## [Requirement]
Please copy out every row below, replacing "Drop a marker" with "Place a point" wherever it occurs and changing nothing else.

——————

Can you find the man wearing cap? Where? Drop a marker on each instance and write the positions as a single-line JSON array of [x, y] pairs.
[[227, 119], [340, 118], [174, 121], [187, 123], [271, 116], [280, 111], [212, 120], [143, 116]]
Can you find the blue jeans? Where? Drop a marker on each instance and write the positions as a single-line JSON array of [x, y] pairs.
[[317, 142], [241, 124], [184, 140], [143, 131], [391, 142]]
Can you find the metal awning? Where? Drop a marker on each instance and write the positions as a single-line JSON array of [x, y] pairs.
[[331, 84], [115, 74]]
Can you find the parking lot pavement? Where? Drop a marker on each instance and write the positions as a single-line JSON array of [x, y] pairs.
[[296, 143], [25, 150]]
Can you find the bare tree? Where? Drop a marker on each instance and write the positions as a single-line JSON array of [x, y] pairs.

——————

## [Response]
Can you find the man wearing cap? Where? Place a point on each instance and write the positions as a single-line JSON array of [x, y] pairs.
[[227, 119], [340, 118], [174, 121], [187, 123], [271, 116], [280, 111], [212, 120], [143, 116]]
Can you find the blue jeans? Where? Place a point on each instance and write the positions as a single-line JSON array of [x, y] pairs.
[[317, 142], [241, 124], [184, 140], [143, 131], [391, 142]]
Can you find the metal awning? Where? Place a point on each instance and write the positions as a single-line JSON array of [x, y] pairs.
[[331, 84], [115, 74]]
Can you find the parking lot pavement? Where? Place a point on each instance and write the positions as a single-line JSON array of [x, y] pairs.
[[296, 143], [25, 150]]
Can you find the bare tree? Where? Place a point on each instance and write the positions as a single-line JSON array of [x, y] pairs.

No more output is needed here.